Material supplied Block Start
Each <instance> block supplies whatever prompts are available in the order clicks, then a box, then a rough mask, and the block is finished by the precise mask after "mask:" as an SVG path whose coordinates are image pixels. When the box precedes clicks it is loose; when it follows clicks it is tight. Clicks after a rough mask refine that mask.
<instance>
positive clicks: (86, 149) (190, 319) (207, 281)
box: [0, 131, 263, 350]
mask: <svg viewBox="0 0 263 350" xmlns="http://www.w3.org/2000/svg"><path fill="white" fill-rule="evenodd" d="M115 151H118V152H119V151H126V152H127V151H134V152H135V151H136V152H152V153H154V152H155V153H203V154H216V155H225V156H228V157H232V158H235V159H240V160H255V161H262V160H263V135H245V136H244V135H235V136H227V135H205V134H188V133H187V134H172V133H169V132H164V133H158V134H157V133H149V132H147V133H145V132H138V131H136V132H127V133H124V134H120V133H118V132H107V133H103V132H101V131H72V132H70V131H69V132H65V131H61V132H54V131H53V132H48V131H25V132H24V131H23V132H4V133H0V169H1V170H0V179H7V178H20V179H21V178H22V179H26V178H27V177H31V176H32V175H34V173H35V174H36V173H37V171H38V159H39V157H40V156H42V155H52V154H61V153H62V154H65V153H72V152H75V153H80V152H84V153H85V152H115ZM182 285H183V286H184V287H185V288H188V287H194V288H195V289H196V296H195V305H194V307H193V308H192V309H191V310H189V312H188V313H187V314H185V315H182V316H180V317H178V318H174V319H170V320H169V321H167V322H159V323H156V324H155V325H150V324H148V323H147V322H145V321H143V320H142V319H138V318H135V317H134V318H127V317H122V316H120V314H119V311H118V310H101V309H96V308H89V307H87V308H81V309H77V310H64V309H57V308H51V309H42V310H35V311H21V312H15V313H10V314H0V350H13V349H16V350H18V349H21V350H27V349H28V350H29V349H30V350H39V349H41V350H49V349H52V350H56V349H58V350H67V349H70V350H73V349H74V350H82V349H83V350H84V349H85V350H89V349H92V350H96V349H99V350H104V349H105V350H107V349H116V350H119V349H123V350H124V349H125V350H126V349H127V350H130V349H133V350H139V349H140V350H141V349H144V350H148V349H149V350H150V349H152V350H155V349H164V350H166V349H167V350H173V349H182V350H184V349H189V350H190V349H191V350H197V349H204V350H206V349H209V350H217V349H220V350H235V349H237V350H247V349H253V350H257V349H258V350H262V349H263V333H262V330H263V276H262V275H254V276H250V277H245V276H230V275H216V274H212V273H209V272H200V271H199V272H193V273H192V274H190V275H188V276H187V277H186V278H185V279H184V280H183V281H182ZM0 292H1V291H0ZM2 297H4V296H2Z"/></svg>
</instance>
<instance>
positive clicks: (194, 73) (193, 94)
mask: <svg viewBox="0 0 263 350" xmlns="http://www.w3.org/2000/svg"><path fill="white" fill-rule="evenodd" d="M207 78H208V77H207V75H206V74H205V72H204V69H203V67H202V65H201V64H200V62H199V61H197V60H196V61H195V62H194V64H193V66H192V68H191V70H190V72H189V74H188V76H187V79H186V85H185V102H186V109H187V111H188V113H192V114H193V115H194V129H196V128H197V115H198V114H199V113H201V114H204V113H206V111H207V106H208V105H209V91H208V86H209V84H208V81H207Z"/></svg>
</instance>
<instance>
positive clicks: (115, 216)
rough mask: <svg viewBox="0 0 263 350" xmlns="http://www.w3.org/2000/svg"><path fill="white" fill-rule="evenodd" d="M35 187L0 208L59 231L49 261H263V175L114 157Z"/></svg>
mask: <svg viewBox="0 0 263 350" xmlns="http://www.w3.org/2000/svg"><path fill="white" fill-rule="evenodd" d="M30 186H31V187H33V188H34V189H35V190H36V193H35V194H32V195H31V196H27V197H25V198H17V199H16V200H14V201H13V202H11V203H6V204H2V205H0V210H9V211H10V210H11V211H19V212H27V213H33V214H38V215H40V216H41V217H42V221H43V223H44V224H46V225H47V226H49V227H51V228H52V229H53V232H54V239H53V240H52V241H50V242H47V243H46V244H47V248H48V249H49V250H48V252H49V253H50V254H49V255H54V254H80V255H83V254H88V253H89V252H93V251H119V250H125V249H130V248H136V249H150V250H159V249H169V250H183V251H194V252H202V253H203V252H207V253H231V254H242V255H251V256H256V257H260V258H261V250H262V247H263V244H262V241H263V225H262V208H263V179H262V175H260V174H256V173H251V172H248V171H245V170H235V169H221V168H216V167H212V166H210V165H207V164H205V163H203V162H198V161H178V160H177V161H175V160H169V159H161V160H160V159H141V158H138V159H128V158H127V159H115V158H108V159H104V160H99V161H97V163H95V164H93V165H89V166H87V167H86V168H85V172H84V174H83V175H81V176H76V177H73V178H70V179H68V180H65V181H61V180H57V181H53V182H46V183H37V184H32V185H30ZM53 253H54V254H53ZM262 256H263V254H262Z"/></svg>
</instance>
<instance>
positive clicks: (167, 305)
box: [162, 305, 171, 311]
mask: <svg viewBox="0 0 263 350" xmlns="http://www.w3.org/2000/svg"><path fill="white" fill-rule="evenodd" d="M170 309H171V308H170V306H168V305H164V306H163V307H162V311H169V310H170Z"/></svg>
Material supplied Block End
Material supplied Block Start
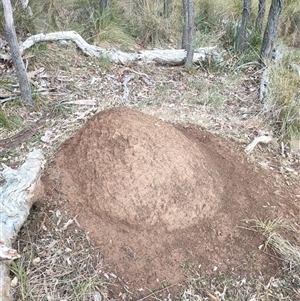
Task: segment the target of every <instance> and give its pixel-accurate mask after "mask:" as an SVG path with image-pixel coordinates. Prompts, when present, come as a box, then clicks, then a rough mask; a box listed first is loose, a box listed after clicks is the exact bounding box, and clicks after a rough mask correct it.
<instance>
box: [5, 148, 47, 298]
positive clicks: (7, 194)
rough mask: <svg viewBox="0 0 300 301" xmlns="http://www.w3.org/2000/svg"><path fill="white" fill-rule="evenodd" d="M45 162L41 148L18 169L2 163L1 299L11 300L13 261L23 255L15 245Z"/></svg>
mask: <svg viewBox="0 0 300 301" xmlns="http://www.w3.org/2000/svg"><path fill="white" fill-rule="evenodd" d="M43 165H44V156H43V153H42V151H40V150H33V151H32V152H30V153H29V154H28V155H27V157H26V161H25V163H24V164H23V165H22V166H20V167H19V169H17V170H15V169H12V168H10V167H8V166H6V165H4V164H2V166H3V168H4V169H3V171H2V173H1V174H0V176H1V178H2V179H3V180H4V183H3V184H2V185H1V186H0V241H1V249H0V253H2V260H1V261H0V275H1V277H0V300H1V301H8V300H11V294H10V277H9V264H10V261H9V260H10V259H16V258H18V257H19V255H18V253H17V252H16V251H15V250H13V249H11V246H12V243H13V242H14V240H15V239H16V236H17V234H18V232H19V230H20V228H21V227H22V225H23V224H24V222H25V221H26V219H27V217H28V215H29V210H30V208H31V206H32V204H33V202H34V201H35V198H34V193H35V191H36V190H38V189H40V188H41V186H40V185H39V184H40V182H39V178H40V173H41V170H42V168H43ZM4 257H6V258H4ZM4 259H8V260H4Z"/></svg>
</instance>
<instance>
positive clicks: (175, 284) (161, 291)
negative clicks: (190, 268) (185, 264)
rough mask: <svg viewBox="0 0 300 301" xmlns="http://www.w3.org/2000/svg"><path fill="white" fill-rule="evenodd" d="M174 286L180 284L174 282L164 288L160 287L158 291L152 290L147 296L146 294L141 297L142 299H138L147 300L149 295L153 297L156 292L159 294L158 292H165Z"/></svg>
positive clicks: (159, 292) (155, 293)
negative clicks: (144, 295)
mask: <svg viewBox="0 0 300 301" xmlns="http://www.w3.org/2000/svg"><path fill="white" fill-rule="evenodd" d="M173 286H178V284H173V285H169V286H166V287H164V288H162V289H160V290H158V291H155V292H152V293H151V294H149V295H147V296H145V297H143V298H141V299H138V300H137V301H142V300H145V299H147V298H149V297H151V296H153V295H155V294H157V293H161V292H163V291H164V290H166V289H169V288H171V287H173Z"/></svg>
Material supplied Block End
Material supplied Block Start
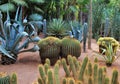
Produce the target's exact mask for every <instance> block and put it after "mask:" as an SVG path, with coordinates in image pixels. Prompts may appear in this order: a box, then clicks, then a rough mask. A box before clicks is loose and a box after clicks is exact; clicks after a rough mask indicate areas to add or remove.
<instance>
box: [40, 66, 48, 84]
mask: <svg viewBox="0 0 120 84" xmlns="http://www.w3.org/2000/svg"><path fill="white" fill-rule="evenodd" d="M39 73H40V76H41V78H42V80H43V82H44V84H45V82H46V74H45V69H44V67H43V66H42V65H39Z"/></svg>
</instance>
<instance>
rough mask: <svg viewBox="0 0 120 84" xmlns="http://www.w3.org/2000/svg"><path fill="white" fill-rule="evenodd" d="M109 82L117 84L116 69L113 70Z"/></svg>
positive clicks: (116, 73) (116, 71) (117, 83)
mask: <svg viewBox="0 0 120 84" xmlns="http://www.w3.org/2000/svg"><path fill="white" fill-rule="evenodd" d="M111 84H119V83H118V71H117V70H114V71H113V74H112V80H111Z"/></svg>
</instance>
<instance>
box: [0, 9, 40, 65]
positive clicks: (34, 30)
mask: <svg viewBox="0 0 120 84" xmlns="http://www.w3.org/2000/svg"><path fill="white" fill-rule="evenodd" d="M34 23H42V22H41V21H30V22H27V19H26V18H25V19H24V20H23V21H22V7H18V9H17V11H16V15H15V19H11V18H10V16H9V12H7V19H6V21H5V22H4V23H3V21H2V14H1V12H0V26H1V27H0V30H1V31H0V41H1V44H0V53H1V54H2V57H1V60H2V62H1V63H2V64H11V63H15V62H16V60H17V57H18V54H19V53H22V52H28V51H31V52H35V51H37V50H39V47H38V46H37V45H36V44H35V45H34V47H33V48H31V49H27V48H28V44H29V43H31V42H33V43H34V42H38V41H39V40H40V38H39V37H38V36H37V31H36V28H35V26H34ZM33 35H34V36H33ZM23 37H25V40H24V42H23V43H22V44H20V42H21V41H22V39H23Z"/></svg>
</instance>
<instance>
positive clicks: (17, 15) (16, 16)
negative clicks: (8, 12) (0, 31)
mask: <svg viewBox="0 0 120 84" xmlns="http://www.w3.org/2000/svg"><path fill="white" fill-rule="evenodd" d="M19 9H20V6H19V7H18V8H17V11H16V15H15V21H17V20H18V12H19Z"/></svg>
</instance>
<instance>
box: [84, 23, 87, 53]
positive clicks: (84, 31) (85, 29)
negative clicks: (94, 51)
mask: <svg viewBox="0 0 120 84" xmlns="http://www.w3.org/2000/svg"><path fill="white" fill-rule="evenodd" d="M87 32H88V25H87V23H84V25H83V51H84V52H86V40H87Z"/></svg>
Material supplied Block End
Your objective:
Reproduce exactly the entries above, limited to the lines from the one with "Produce the target's" through the one with "positive clicks: (17, 15) (16, 16)", both included.

Solution for this task:
Produce the target's exact mask for every <instance> block and put it after "mask:" as an SVG path, with coordinates in image pixels. Prompts may appear in this order: a box, then clicks, then a rough mask. A box before clicks is loose and a box after clicks is exact; clicks after a rough mask indicate areas to add or remove.
<instance>
box: [40, 66, 48, 84]
mask: <svg viewBox="0 0 120 84" xmlns="http://www.w3.org/2000/svg"><path fill="white" fill-rule="evenodd" d="M39 73H40V76H41V78H42V80H43V82H44V84H45V82H46V74H45V69H44V67H43V66H42V65H39Z"/></svg>
</instance>
<instance>
rough mask: <svg viewBox="0 0 120 84" xmlns="http://www.w3.org/2000/svg"><path fill="white" fill-rule="evenodd" d="M109 82L117 84L116 69L113 70Z"/></svg>
positive clicks: (116, 73) (116, 71) (117, 83)
mask: <svg viewBox="0 0 120 84" xmlns="http://www.w3.org/2000/svg"><path fill="white" fill-rule="evenodd" d="M111 84H119V83H118V71H117V70H114V71H113V74H112V80H111Z"/></svg>
</instance>
<instance>
box: [0, 9, 40, 65]
positive clicks: (34, 30)
mask: <svg viewBox="0 0 120 84" xmlns="http://www.w3.org/2000/svg"><path fill="white" fill-rule="evenodd" d="M34 23H42V22H41V21H30V22H27V19H26V18H25V19H24V20H23V21H22V7H18V9H17V11H16V15H15V19H11V18H10V16H9V12H7V19H6V21H5V22H4V23H3V21H2V14H1V12H0V26H1V27H0V30H1V31H0V41H1V44H0V53H1V54H2V57H1V60H2V62H1V63H2V64H11V63H15V62H16V60H17V57H18V54H19V53H22V52H28V51H31V52H35V51H37V50H39V47H38V46H37V45H36V44H35V45H34V47H33V48H31V49H27V48H28V44H29V43H31V42H33V43H34V42H38V41H39V40H40V38H39V37H38V36H37V31H36V28H35V26H34ZM33 35H34V36H33ZM23 37H25V40H24V42H23V43H22V44H20V42H21V41H22V39H23Z"/></svg>
</instance>
<instance>
positive clicks: (17, 15) (16, 16)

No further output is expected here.